**Exercise:** Print each of the rows below word for word, leaving out the pictures.

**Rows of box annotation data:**
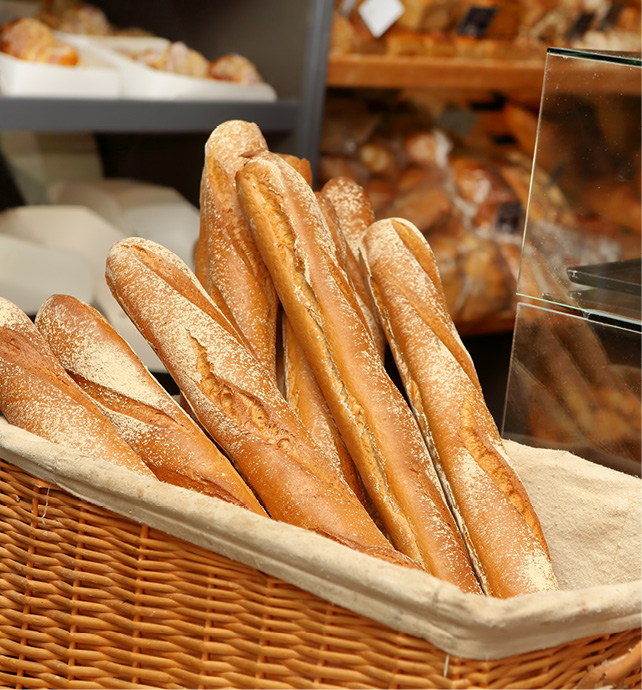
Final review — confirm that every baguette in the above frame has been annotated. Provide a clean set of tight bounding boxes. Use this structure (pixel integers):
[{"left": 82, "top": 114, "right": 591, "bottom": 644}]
[
  {"left": 362, "top": 219, "right": 558, "bottom": 597},
  {"left": 200, "top": 120, "right": 278, "bottom": 377},
  {"left": 317, "top": 177, "right": 386, "bottom": 357},
  {"left": 283, "top": 315, "right": 364, "bottom": 503},
  {"left": 36, "top": 295, "right": 266, "bottom": 515},
  {"left": 237, "top": 153, "right": 481, "bottom": 592},
  {"left": 106, "top": 236, "right": 411, "bottom": 565},
  {"left": 0, "top": 297, "right": 155, "bottom": 478},
  {"left": 277, "top": 153, "right": 312, "bottom": 187},
  {"left": 315, "top": 192, "right": 386, "bottom": 359}
]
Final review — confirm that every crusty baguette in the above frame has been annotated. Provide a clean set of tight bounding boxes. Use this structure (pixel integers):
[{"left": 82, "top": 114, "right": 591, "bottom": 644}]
[
  {"left": 0, "top": 297, "right": 154, "bottom": 478},
  {"left": 317, "top": 177, "right": 386, "bottom": 357},
  {"left": 199, "top": 120, "right": 278, "bottom": 376},
  {"left": 106, "top": 236, "right": 408, "bottom": 564},
  {"left": 315, "top": 192, "right": 386, "bottom": 359},
  {"left": 237, "top": 153, "right": 481, "bottom": 592},
  {"left": 283, "top": 315, "right": 364, "bottom": 503},
  {"left": 277, "top": 153, "right": 313, "bottom": 187},
  {"left": 362, "top": 219, "right": 558, "bottom": 597},
  {"left": 36, "top": 295, "right": 266, "bottom": 515}
]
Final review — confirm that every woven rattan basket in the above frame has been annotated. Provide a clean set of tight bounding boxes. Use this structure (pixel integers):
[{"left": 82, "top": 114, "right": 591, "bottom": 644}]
[{"left": 0, "top": 448, "right": 640, "bottom": 688}]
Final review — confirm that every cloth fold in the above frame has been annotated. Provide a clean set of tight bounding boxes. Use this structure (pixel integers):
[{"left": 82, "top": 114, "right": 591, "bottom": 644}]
[{"left": 0, "top": 420, "right": 642, "bottom": 660}]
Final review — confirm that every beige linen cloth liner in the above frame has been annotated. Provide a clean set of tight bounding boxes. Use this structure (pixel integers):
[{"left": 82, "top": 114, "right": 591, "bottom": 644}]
[{"left": 0, "top": 419, "right": 642, "bottom": 659}]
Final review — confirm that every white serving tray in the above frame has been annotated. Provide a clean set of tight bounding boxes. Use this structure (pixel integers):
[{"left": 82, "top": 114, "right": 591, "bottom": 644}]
[
  {"left": 0, "top": 234, "right": 95, "bottom": 316},
  {"left": 69, "top": 36, "right": 277, "bottom": 102},
  {"left": 0, "top": 205, "right": 166, "bottom": 372},
  {"left": 47, "top": 178, "right": 200, "bottom": 270},
  {"left": 0, "top": 34, "right": 120, "bottom": 98}
]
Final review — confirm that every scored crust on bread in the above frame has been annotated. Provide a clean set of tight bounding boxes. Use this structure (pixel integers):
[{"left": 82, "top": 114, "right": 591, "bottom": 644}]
[
  {"left": 315, "top": 192, "right": 386, "bottom": 359},
  {"left": 361, "top": 219, "right": 558, "bottom": 597},
  {"left": 237, "top": 153, "right": 481, "bottom": 592},
  {"left": 0, "top": 297, "right": 155, "bottom": 478},
  {"left": 283, "top": 315, "right": 364, "bottom": 503},
  {"left": 35, "top": 295, "right": 266, "bottom": 515},
  {"left": 106, "top": 235, "right": 417, "bottom": 567},
  {"left": 197, "top": 120, "right": 278, "bottom": 377}
]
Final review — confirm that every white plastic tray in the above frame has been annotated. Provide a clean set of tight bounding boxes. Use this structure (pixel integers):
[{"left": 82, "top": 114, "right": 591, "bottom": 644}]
[
  {"left": 0, "top": 34, "right": 120, "bottom": 98},
  {"left": 0, "top": 200, "right": 166, "bottom": 372},
  {"left": 48, "top": 178, "right": 200, "bottom": 269},
  {"left": 0, "top": 234, "right": 95, "bottom": 316},
  {"left": 70, "top": 36, "right": 277, "bottom": 101}
]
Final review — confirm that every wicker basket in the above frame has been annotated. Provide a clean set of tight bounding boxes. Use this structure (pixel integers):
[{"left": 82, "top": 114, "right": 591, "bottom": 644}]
[{"left": 0, "top": 461, "right": 640, "bottom": 688}]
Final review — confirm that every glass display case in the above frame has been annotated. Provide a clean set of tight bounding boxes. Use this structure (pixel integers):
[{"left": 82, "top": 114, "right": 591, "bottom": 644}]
[{"left": 502, "top": 49, "right": 642, "bottom": 476}]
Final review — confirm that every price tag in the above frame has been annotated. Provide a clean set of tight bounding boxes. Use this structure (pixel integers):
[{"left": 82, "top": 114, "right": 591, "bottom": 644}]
[
  {"left": 359, "top": 0, "right": 404, "bottom": 38},
  {"left": 457, "top": 7, "right": 497, "bottom": 38},
  {"left": 597, "top": 2, "right": 625, "bottom": 31},
  {"left": 339, "top": 0, "right": 357, "bottom": 17},
  {"left": 495, "top": 201, "right": 524, "bottom": 235},
  {"left": 566, "top": 12, "right": 595, "bottom": 41}
]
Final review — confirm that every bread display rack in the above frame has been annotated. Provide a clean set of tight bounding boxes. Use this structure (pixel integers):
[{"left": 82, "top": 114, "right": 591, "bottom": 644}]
[{"left": 0, "top": 0, "right": 331, "bottom": 184}]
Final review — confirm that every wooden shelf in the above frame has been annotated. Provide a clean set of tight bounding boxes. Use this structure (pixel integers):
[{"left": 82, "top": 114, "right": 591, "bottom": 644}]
[
  {"left": 326, "top": 55, "right": 640, "bottom": 95},
  {"left": 326, "top": 55, "right": 544, "bottom": 93}
]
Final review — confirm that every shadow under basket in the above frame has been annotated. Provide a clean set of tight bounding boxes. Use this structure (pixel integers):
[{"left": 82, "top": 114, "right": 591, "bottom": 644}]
[{"left": 0, "top": 461, "right": 640, "bottom": 688}]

**Solution for this exercise:**
Final review — confirm that every baguette in the above frame has been annotated. Provide a clean set of tight bounding boxes. Use this structure (pixel integers):
[{"left": 82, "top": 114, "right": 591, "bottom": 644}]
[
  {"left": 362, "top": 219, "right": 558, "bottom": 597},
  {"left": 200, "top": 120, "right": 278, "bottom": 377},
  {"left": 317, "top": 177, "right": 386, "bottom": 357},
  {"left": 283, "top": 315, "right": 364, "bottom": 503},
  {"left": 36, "top": 295, "right": 266, "bottom": 515},
  {"left": 237, "top": 153, "right": 481, "bottom": 592},
  {"left": 106, "top": 236, "right": 411, "bottom": 565},
  {"left": 0, "top": 297, "right": 155, "bottom": 478},
  {"left": 277, "top": 153, "right": 312, "bottom": 187},
  {"left": 315, "top": 192, "right": 386, "bottom": 359}
]
Final review — confirm that every crusty baguette in the above frame has been annotated. Provide a clean set of tight bounding boxes. Use this structure (pixel integers):
[{"left": 82, "top": 114, "right": 591, "bottom": 644}]
[
  {"left": 0, "top": 297, "right": 154, "bottom": 478},
  {"left": 317, "top": 177, "right": 386, "bottom": 357},
  {"left": 199, "top": 120, "right": 278, "bottom": 376},
  {"left": 106, "top": 236, "right": 408, "bottom": 564},
  {"left": 315, "top": 192, "right": 386, "bottom": 359},
  {"left": 237, "top": 153, "right": 481, "bottom": 592},
  {"left": 283, "top": 315, "right": 364, "bottom": 503},
  {"left": 277, "top": 153, "right": 313, "bottom": 187},
  {"left": 362, "top": 219, "right": 558, "bottom": 597},
  {"left": 36, "top": 295, "right": 266, "bottom": 515}
]
Final review — confirm that every woven rattan basket in the above frame has been annotated. Provide a clean set of tight bounding boxes. Use this structure (pixel integers):
[{"left": 82, "top": 114, "right": 591, "bottom": 644}]
[{"left": 0, "top": 448, "right": 640, "bottom": 688}]
Final review — confirm that every cloth fold in the above frame has been annotated. Provide a clean set of tight bounding boxes. Use this structure (pixel integers):
[{"left": 82, "top": 114, "right": 591, "bottom": 644}]
[{"left": 0, "top": 420, "right": 642, "bottom": 660}]
Final review — confirm that every beige linen cloth liner in the above frame has been annotated. Provide a clean set of tight bounding boxes. Use this structure (pixel integers):
[{"left": 82, "top": 114, "right": 591, "bottom": 644}]
[{"left": 0, "top": 419, "right": 642, "bottom": 659}]
Final review — confirm that every white serving tray in the above frame has been annotated. Provide a clean set of tight bounding boxes. Use this structure (pixel integers):
[{"left": 82, "top": 114, "right": 591, "bottom": 644}]
[
  {"left": 0, "top": 234, "right": 95, "bottom": 316},
  {"left": 69, "top": 36, "right": 277, "bottom": 102},
  {"left": 0, "top": 205, "right": 166, "bottom": 372},
  {"left": 47, "top": 178, "right": 200, "bottom": 270},
  {"left": 0, "top": 34, "right": 120, "bottom": 98}
]
Final review — confirm that every scored crust on bread in the above frame has been annotated. Provide a clean set of tight bounding boxes. Use this structure (pixel integers):
[{"left": 82, "top": 114, "right": 591, "bottom": 644}]
[
  {"left": 315, "top": 192, "right": 386, "bottom": 359},
  {"left": 361, "top": 219, "right": 558, "bottom": 597},
  {"left": 237, "top": 153, "right": 481, "bottom": 592},
  {"left": 0, "top": 297, "right": 155, "bottom": 478},
  {"left": 283, "top": 315, "right": 364, "bottom": 503},
  {"left": 35, "top": 295, "right": 266, "bottom": 515},
  {"left": 106, "top": 235, "right": 417, "bottom": 567},
  {"left": 197, "top": 120, "right": 278, "bottom": 377}
]
Final review — confirm that every white plastic tray in the above frame has been annotated. Provide a clean set of tight bounding boxes. Use this structure (pixel integers):
[{"left": 82, "top": 114, "right": 591, "bottom": 644}]
[
  {"left": 0, "top": 34, "right": 120, "bottom": 98},
  {"left": 0, "top": 200, "right": 166, "bottom": 372},
  {"left": 48, "top": 178, "right": 200, "bottom": 269},
  {"left": 0, "top": 234, "right": 95, "bottom": 316},
  {"left": 70, "top": 36, "right": 277, "bottom": 101}
]
Final review — confirm that every wicker basket in the above frame has been annotated. Provide a clean set of tight bounding boxes. Use this structure (pixel integers):
[{"left": 82, "top": 114, "right": 591, "bottom": 644}]
[{"left": 0, "top": 461, "right": 640, "bottom": 688}]
Final review — confirm that every glass display case in the above frame has been annotated. Provide a clean set of tight bounding boxes. Use this structure (pixel integers):
[{"left": 82, "top": 114, "right": 591, "bottom": 644}]
[{"left": 502, "top": 49, "right": 642, "bottom": 476}]
Final review — confirm that every price tag in the above frame has been annotated. Provide a clean set of tight bounding boxes. Use this structure (pixel integers):
[{"left": 82, "top": 114, "right": 591, "bottom": 644}]
[
  {"left": 359, "top": 0, "right": 404, "bottom": 38},
  {"left": 457, "top": 7, "right": 497, "bottom": 38},
  {"left": 597, "top": 2, "right": 625, "bottom": 31},
  {"left": 339, "top": 0, "right": 357, "bottom": 17},
  {"left": 495, "top": 201, "right": 524, "bottom": 235},
  {"left": 566, "top": 12, "right": 595, "bottom": 41}
]
Final review — confirm that every bread display rack in the above frame has been annotated. Provide a clean set of tight bounding boxes. Use this structure (pixel integers):
[{"left": 82, "top": 114, "right": 591, "bottom": 644}]
[{"left": 0, "top": 0, "right": 331, "bottom": 184}]
Final review — confirm that every wooden shelf in the above frame has been annotated. Provide a clean set of tight bounding boxes. Use this structure (pixel integers):
[{"left": 82, "top": 114, "right": 591, "bottom": 644}]
[
  {"left": 326, "top": 55, "right": 640, "bottom": 95},
  {"left": 326, "top": 55, "right": 544, "bottom": 93}
]
Final review — confirm that every shadow under basket in the above frame has been annotated. Provide a clean set of tight bounding boxes. Use this structure (pixel integers):
[{"left": 82, "top": 114, "right": 591, "bottom": 644}]
[{"left": 0, "top": 461, "right": 640, "bottom": 688}]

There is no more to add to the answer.